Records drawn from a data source
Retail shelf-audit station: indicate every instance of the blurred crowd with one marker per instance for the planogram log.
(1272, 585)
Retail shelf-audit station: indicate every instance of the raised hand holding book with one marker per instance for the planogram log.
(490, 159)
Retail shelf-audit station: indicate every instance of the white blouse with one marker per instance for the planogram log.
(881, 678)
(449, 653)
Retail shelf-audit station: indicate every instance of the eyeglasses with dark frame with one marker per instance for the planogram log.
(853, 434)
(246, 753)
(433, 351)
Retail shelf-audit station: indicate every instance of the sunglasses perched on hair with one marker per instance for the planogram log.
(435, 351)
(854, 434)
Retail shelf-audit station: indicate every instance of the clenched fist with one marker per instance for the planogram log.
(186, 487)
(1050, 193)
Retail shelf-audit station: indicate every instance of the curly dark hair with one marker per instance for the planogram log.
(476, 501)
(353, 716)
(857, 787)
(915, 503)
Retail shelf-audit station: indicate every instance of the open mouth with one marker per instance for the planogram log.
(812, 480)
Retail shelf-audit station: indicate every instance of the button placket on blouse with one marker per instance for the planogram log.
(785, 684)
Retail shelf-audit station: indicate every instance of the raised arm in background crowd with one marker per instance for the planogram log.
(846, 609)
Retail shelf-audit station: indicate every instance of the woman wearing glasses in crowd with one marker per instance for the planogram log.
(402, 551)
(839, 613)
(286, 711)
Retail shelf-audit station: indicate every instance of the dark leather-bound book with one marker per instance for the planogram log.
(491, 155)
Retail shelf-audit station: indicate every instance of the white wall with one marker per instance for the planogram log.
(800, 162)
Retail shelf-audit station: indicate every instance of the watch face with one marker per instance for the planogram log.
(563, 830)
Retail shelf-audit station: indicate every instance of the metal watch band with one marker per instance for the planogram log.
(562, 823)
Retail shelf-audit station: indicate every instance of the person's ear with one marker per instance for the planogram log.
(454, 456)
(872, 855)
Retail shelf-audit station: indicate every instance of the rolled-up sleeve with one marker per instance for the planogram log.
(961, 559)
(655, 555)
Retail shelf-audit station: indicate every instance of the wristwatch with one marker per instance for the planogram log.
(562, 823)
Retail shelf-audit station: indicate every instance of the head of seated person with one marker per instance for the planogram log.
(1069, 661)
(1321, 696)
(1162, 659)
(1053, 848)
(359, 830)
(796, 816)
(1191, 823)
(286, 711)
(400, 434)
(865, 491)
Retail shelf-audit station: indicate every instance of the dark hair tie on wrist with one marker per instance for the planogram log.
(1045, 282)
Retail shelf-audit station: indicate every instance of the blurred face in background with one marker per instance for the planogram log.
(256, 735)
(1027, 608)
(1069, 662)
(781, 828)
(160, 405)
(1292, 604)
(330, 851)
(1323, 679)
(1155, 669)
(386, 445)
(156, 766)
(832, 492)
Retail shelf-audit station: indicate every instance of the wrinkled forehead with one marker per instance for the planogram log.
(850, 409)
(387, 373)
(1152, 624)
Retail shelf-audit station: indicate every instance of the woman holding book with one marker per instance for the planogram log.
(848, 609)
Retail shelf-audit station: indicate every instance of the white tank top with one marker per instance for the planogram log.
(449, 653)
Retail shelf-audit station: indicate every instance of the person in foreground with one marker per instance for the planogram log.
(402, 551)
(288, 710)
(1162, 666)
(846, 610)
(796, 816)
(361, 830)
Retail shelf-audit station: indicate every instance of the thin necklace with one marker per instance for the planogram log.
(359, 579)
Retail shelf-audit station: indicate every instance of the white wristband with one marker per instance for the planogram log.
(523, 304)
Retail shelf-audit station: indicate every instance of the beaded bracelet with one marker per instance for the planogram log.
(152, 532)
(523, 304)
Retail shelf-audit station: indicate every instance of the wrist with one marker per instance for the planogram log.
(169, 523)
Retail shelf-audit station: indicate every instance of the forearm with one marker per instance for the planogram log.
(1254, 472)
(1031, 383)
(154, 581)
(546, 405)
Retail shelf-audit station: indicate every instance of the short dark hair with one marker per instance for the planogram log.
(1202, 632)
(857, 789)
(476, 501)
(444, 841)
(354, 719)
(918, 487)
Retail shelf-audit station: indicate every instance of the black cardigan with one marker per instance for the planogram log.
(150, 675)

Exercise goal - Copy out every line of the material above word for word, keeping the original order.

Worked solution -
Retail shelf-audit station: indicate every instance of the blurred crowd with one marker per instance for the planogram log.
(1272, 585)
Retail shelf-audit station: indicate every instance of the raised hand holding book with one marker per instance for the planogram log.
(490, 159)
Retail shelf-audit station: indicate every instance of the white blouse with one marker per instance for the planogram log.
(881, 678)
(449, 653)
Retail shelf-audit station: indicate every instance of the eyeglasses with dark frame with one marker per instance for the planogram log.
(853, 434)
(246, 753)
(433, 351)
Retail shelf-audit station: indicate every instance of the sunglasses perched on hair with one marker per instance for the planogram log.
(435, 351)
(854, 434)
Retail shelf-audit station: indicate every instance of the clenched fist with one marker per instance for the planogram log.
(186, 487)
(1050, 193)
Retail shelf-audit station: indicate every instance of the curly dark hair with one marker per instance for the planogram log.
(476, 501)
(353, 716)
(857, 787)
(915, 503)
Retail shelf-audit station: indicate every instance of the open mouth with one marker per instance for the planogram log.
(812, 480)
Retail shelf-audit station: indicate every instance of the button placket on blouse with one marker per instance for the planogram log.
(785, 684)
Retail shelf-audit station: indicate every instance of the raised arm in background crowd with one marker per instance for the planogram log.
(846, 609)
Retail shelf-audit station: indicate every instance of the woman wearing glasses in crowd with one marker per instance for the planogram log.
(402, 551)
(839, 613)
(286, 711)
Retail shelf-audit station: indicate every instance of the dark leather-bound book with one marker per instance for the planogram log.
(491, 155)
Retail shelf-audit station: indicate every instance of the white wall with one marker per instance for the planogram log.
(800, 162)
Retail shelf-audit station: indicate every instance of the watch face with one marker per instance for the planogram log.
(563, 830)
Retail shelf-audit station: indicate every instance of the metal watch band with one marker per instance for the planogram log.
(562, 823)
Retail shelf-audit station: indicate every instance of the person's ear with one marker per instance for the planogram log.
(454, 456)
(872, 855)
Retail shelf-audit station: indicate every instance of the rolled-up sleeve with one marker per instance for the planogram log.
(961, 559)
(655, 555)
Retail shelf-audit station: indicate every instance of the wristwatch with one marker per instance for the planogram log.
(562, 823)
Retail shelf-audit station: indicate every instance of the head of seated person with one marker per instance for the planogram log.
(1069, 661)
(1321, 696)
(1162, 659)
(1053, 848)
(359, 830)
(796, 816)
(1191, 823)
(286, 711)
(400, 434)
(865, 491)
Retail shelf-audit station: indicate every instance of the dark hair tie on wrist with one marker per instance for the planogram log.
(1045, 282)
Retail shelf-audit station: indicate every instance of the blurred face in background with one marker per instance for the planogram log.
(256, 735)
(1027, 608)
(1069, 662)
(781, 828)
(160, 405)
(1292, 604)
(330, 851)
(1323, 679)
(1155, 669)
(386, 445)
(156, 766)
(832, 492)
Retail shelf-audit station: indicate every instance of the wrinkled forehead with one marker per instance for the planogram log.
(850, 409)
(387, 373)
(1152, 624)
Retail shelf-audit station: indicate every instance of the woman holding book with one marker per instance for the planogram log.
(848, 609)
Retail shelf-audit station: indicate every instance of the white tank top with one marker per instance for the planogram log.
(449, 653)
Retail shelf-audit station: indicate every instance of the person in foreground with one marker per instance for the planogram log.
(402, 551)
(288, 710)
(1162, 666)
(846, 610)
(796, 816)
(361, 830)
Retail shelf-audit station: indicate every instance of the thin necklace with one marker per instance for the planogram log.
(359, 579)
Retail shelf-audit station: indicate every instance of the white wristband with one marker per instance for the planogram log.
(523, 304)
Retail shelf-audit station: indicate every instance of the beaded bracelet with one marker per instance for the planogram log.
(152, 532)
(523, 304)
Retail shelf-audit station: indicate every instance of the wrist with one marker per instance for the planogram log.
(169, 523)
Retail shelf-audit station: indicate every instance of the forearm with one marker per instance for the planogram log.
(1254, 472)
(1031, 383)
(154, 581)
(546, 405)
Retail shelf-audit station: indicate every instance of the short dark hair with one marker per instance for the planogram log.
(1202, 632)
(857, 789)
(476, 501)
(444, 841)
(354, 719)
(918, 487)
Retail shelf-audit station: indicate every instance of the black cardigan with one marker per instance for the planogram log.
(150, 675)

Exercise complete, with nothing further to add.